▸ **UIT TE VOEREN TAKEN**
A. Vat het fragment over de zittingen van de schepenen van Bakel en Milheeze samen in twee zinnen.
B. Schrijf een vervolg op het fragment over de zittingen van de schepenen van Bakel en Milheeze, te beginnen na de laatste zin.

++++ TEKSTFRAGMENT

Scheepenen weerhouden voor als nog desen vonnisse te naasten.
Inv. nr. S 28. Folio 28 verso. d.d. 04-04-1786.
Genegte gehouden ten Raadhuijse van BAKEL en MILHEESE op Dingsdag den 4e April 1786. Present de Heeren JOHANNES van GRIENSVEN President, JACOBUS MANDERS, PEETER van der POELL, PEETER van de KERKHOFF, WILLEM van OMMEREN, JACOB HENDRIK van OMMEREN, Scheepenen.
D’Heer Th. A. BOIRET, Rentmeester der Hoogduitze Ordens Commanderije van GEMERT inwonende in die qualiteijt, Eijscher en Aanlegger ter eenre,
Op en jeegens
JENNEKE Weduwe en Boedelhoudster van JAN FRANSEN wonende alhier tot MILHEESE gedaagdesse ter andere zijde.
De Procureur van de voorsz. voor den Heere Eijsscher en aanlegger in haer lest zijn verrigte ter laatste Rolle en persisteert bij het zelve cum expensis onder U Eerw. appointement, en ligt mede de Pagt cedulle ter vorige Rolle gedeporiteert.
Scheepenen weerhouden vonnisse ten naaste nogmaals.
Inv. nr. S 28. Folio 29 recto. d.d. 02-05-1786.
Genegte gehouden ten Raadhuijse van BAKEL en MILHEESE op Dingsdag den 4e April 1786. Present de Heeren JOHANNES van GRIENSVEN President, PETER van de KERKHOFF, PETER van der POEL, WILLEM van OMMEREN, Scheepenen.
D’Heeren PETER ADRIAEN de LA COURT wonende te GEMERT in qualiteijt als Rentmeester van Zijne Excellentie den Heere Land Commandeur van DEN ALDENBIESEN Eijsscher en Aanlegger ten eenre
Op en jeegens
PAULUS FRANCISSE en de Erffgenamen MARCELIS MANDERS wonende alhier, Gedaagde.

++++++++
++++ VERMELDINGEN

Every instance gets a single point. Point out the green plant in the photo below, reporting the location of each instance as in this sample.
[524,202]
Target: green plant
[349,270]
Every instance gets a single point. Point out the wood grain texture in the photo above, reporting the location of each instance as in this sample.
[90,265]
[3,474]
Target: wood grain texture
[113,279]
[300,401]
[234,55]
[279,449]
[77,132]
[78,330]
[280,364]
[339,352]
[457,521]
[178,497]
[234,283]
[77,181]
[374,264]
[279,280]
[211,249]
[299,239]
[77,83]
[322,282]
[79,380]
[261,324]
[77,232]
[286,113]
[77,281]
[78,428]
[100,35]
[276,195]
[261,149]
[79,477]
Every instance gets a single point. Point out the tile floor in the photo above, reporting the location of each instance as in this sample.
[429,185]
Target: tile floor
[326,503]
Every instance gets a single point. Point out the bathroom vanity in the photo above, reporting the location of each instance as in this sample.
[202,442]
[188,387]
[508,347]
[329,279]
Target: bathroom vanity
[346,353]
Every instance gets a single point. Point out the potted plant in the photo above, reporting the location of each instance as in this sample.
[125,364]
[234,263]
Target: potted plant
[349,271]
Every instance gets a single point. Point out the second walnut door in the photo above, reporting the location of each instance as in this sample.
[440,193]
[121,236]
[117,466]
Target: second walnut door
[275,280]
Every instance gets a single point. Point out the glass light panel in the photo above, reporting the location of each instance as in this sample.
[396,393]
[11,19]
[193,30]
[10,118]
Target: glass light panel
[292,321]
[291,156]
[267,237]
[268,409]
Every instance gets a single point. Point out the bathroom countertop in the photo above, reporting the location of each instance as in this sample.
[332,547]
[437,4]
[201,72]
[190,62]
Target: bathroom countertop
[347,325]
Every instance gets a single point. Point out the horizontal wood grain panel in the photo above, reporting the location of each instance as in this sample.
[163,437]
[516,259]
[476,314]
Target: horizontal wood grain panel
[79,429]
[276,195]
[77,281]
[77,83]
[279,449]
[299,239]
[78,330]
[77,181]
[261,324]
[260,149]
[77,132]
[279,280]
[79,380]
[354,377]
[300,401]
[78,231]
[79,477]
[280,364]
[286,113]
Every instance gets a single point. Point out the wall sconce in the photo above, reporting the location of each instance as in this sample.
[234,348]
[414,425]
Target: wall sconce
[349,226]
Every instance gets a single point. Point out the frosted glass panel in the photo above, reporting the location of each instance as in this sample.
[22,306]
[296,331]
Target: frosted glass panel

++++++++

▸ **ANTWOORDEN PER TAAK**
A. Het fragment geeft verslagen van zittingen in 1786 in het raadhuis van Bakel en Milheeze, waarbij telkens een rentmeester als eiser optreedt. In de zaak tegen Jenneke, weduwe van Jan Fransen, houden de schepenen het vonnis nogmaals aan, en een volgende zaak is gericht tegen Paulus Francisse en de erfgenamen van Marcelis Manders.

B.
Den Procureur ROVERS voor den Heere Eijsscher en aanlegger q.q. verzoekt al nog nadere prolongatie en jurnissement van stukken en volgen van deductie teegen den eersten Dingsdag in de maand Julij 1786 aanstaande des morgens om tien uuren.
Scheepenen accordeeren.
De verzochte prolongatie en stellen mitsdien dag tot jurnissement van stukken en volgen van deductie op den eersten Dingsdag in de maand Julij 1786 aanstaande des s’morgens om tien uuren.
Inv. nr. S 28. Folio 30 recto.
Genegt gehouden op Dingsdag den 4e Julij 1786. Present de Heeren JOHANNIS van GRIENSVEN President, JACOBUS MANDERS, PEETER van de KERKHOFF en WILLEM van OMMEREN, Scheepenen.
De Heer en Mr. PIETER ADRIAEN de LA COURT wonende te GEMERT in qualiteijt als Rentmeester van Zijne Excellentie den Heere Land Commandeur van den ALDENBIESE Eijsscher en aanlegger ter eenre
Op en jeegens
PAULUS FRANCISSE en de Erffgenamen MARCELIS MANDERS wonende alhier, gedaagdens.
Den Heere Eijsscher en Aanlegger versoekt een nadere Prolongatie van twee maanden.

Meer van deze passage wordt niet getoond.